§ **Exercise**: Rewrite the material below, swapping every "find_points" for "locate_points" and leaving everything else unchanged.

§ **Records provided**:
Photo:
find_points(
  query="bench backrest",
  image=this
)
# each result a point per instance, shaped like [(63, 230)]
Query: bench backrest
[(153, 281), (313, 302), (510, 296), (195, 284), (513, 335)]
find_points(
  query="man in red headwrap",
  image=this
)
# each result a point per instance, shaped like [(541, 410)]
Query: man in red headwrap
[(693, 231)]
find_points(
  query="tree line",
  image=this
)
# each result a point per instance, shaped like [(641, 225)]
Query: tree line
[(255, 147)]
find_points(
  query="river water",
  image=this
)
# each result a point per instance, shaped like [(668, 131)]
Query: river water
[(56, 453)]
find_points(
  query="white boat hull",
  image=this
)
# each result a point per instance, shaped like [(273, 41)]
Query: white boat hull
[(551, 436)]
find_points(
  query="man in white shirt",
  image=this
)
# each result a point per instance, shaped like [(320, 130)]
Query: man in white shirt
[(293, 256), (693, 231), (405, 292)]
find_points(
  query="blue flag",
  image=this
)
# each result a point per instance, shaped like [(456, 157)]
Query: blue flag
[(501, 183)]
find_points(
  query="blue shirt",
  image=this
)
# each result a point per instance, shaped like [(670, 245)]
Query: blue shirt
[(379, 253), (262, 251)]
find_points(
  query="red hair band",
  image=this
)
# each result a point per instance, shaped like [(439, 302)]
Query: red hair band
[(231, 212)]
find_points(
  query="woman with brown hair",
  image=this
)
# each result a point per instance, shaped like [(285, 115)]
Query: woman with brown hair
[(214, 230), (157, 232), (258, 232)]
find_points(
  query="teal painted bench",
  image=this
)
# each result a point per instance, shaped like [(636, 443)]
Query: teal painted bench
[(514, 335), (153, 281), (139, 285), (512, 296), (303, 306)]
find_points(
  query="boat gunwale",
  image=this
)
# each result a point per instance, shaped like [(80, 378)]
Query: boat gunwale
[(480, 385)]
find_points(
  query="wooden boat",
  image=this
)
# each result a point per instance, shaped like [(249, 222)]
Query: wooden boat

§ **Solution to this exercise**:
Photo:
locate_points(
  query="bench backrest",
  image=this
)
# each result a point per instance, shaped like [(63, 230)]
Query: bench backrest
[(153, 281), (313, 302), (510, 296), (195, 284), (513, 335)]
locate_points(
  query="man in red headwrap",
  image=this
)
# each result a point per instance, shaped like [(541, 410)]
Query: man in red headwrap
[(693, 231)]
locate_points(
  query="tree line",
  image=this
)
# each result a point per instance, shaped like [(641, 225)]
Query: tree line
[(255, 147)]
locate_points(
  query="river water",
  image=this
)
# each result a point per instance, shaped like [(668, 131)]
Query: river water
[(56, 453)]
locate_points(
  query="white boat hull",
  image=this
)
# each result a point per instance, shaped like [(273, 41)]
Query: white boat hull
[(551, 436)]
locate_points(
  query="man in white shirt",
  image=this
)
# each result a point per instance, shaped like [(320, 130)]
Query: man in white shirt
[(293, 256), (693, 231), (405, 292)]
locate_points(
  query="blue flag",
  image=this
)
# each result a point per instance, shaped like [(456, 157)]
Query: blue flag
[(501, 183)]
locate_points(
  query="blue shirt",
  image=this
)
# each result a point per instance, shaped like [(670, 245)]
Query: blue shirt
[(379, 253), (262, 251)]
locate_points(
  query="red hair band",
  image=this
)
# each result a point per instance, shaped like [(439, 302)]
Query: red hair band
[(231, 212)]
locate_points(
  query="woman with brown hair",
  image=this
)
# each result a point per instance, shaped like [(285, 115)]
Query: woman with brown hair
[(214, 230), (157, 232), (258, 232)]
locate_points(
  query="teal painted bench",
  image=this
)
# each result a point per instance, shaped like [(636, 443)]
Query: teal painted bench
[(514, 335), (153, 281), (139, 285), (512, 296), (303, 306)]
locate_points(
  query="boat gunwale",
  image=this
)
# each result a point per instance, shaped like [(80, 378)]
Query: boat gunwale
[(480, 385)]
locate_points(
  query="wooden boat",
  image=this
)
# each result a point per instance, shaped like [(249, 222)]
Query: wooden boat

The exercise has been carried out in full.